本文:
+-------+

隠居の独り言(1325)

若き日のコーラスメンバーが一年一度の同窓会で集まり最近の暮らしぶりを交換した。
そんな中で仲間の80歳になるソプラノが急性心不全で亡くなったという知らせがあり
追い打ちをかけるように仲間のバリトン脳梗塞で倒れ半身不随という。愕然とする。
たまたま集まった日は敬老の日。考えれば自分も含め仲間たちはそんな歳になった。
みんなが初めてYMCAで知り合った時、みんな20代の青春真っ盛りの年齢だった。
週に一度集まり主に賛美歌を練習し、日曜日には当時の進駐軍アーミーホスピタル
(聖路加病院、新橋ガンセンター等)でヒムナル(賛美歌)を歌い1ドルのギャラを貰い
普段は食べられないビフテキを食べたのも懐かしい。昭和一桁生まれの仲間たちは
戦中戦後の苦しい時期を生き、若い盛りは無我夢中で働き、家族を養い定年を迎え
やっと平穏な年齢に達し、これからというのに無常の知らせは時の流れの残酷を思う。
仲間は20世紀動乱の申し子というべき歴史の世代の狭間で、一生涯を過ごしてきた。
戦争も飢餓も経験してやっと世の中が平和になって歌を歌う余裕も出て、だからこそ
YMCAの集いは仲間たちにとって心の癒しだった。仲間は歌の戦友というべきだろう。
それぞれが家庭を持ち所帯の忙しさで紛れ、また会うことの楽しみは何事に代え難い。
一年一度の同窓会は十数年続いたが、モミジが散るように今年をもって解散となった。
発足時は30数人いたが、昨年は12人「みんなでオリンピック見に行こう」といったが
今年は僅か6人で、先日に神谷町の会員宅に集まったが思い出話が一通り終わると、
次の話題は、それぞれの病気や家族の介護の話になって徐々に湿っぽくなってしまう。
老いは心も体も萎えていく。生涯亘って歌いたいけれど友を失う寂しさはこのうえない。
そもそも歌の仲間たちは世代が古いのでコンピューターが普及する前に現役を引退し
殆どがPCやネットに触れたこともなく連絡しあうのも電話や手紙で不便このうえない。
自分も含めて世の中の早いスピードの変化に付いていけない仲間たちはやるせない。
時がゆっくり流れていた頃の老人は若い人から尊敬されたが今では世間のお荷物で
仲間の顔には無数のシワが樹皮に刻まれた亀裂のようになって人生の苦労を物語る。
何が敬老の日か。昭和を必死に生きた仲間の寂しさは苦労知らずの世代に通じない。
昨年まで記念写真を撮ったが、今年はそれも止めにしようと老醜の漂う画像も捨てた。
最後に仲間は昔よく歌った懐かしい「遥かな友に」を合唱して歌の会に別れを告げた。
それは本当に「遥かな友に」なってしまった。そして自分史の一つが終わった。

+-------+

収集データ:
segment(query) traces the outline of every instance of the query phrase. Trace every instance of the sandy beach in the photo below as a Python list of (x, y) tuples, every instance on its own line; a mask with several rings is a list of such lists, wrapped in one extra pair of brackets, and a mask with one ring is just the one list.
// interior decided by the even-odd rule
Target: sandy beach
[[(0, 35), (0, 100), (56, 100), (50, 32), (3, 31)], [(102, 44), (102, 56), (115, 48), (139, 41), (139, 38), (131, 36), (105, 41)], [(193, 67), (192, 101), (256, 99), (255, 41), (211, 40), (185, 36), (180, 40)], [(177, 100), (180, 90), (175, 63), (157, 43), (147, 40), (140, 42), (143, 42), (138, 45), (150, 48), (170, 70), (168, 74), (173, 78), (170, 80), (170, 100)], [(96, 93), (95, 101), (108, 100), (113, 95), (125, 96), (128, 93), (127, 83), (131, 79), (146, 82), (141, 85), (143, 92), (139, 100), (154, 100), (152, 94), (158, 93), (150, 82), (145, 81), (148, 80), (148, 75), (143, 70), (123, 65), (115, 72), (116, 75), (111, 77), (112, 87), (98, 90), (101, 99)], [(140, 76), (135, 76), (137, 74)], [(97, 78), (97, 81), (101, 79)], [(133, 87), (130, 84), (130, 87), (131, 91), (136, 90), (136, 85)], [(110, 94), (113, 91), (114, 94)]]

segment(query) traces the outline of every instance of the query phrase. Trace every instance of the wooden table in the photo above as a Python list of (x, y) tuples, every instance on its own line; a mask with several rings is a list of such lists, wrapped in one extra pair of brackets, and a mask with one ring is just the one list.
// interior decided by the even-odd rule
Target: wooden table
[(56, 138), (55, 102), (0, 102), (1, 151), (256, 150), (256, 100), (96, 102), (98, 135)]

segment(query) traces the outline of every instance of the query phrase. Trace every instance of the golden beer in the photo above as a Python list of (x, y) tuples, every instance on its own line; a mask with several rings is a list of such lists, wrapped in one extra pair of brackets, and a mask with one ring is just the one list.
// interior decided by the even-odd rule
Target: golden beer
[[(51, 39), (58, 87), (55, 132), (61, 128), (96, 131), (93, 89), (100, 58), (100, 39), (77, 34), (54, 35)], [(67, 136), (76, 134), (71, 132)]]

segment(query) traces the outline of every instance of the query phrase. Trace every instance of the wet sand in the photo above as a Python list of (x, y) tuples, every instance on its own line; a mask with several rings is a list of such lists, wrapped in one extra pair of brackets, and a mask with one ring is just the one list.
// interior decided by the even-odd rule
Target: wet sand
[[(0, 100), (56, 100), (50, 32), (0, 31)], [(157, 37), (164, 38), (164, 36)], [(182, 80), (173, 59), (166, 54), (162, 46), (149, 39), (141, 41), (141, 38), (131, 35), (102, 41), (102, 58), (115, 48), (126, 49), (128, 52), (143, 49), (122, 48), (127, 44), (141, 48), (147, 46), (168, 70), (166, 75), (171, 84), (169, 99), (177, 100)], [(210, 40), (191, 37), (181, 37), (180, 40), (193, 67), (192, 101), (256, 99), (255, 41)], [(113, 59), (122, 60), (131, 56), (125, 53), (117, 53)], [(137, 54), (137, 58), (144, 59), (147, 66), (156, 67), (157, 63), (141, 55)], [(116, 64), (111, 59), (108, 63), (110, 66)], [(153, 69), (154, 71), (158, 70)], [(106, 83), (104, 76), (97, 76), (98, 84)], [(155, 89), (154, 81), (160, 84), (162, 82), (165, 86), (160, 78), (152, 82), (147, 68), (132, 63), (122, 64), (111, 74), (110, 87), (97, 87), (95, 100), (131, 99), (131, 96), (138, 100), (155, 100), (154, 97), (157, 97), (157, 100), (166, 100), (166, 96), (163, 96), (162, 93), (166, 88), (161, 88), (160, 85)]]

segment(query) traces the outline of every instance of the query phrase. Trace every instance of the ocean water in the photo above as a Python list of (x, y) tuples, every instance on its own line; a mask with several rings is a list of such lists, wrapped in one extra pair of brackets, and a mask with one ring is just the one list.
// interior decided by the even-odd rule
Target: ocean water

+-------+

作業内容: コーラス仲間の同窓会を綴った本文を、「たまたま集まった日は敬老の日。考えれば自分も含め仲間たちはそんな歳になった。」という語句を含む箇所から始めて「仲間は20世紀動乱の申し子というべき歴史の世代の狭間で、一生涯を過ごしてきた。」の後までもう一度書き、その際「ビフテキ」を「ステーキ」に置き換えてください。

解答例:
たまたま集まった日は敬老の日。考えれば自分も含め仲間たちはそんな歳になった。
みんなが初めてYMCAで知り合った時、みんな20代の青春真っ盛りの年齢だった。
週に一度集まり主に賛美歌を練習し、日曜日には当時の進駐軍アーミーホスピタル
(聖路加病院、新橋ガンセンター等)でヒムナル(賛美歌)を歌い1ドルのギャラを貰い
普段は食べられないステーキを食べたのも懐かしい。昭和一桁生まれの仲間たちは
戦中戦後の苦しい時期を生き、若い盛りは無我夢中で働き、家族を養い定年を迎え
やっと平穏な年齢に達し、これからというのに無常の知らせは時の流れの残酷を思う。
仲間は20世紀動乱の申し子というべき歴史の世代の狭間で、一生涯を過ごしてきた。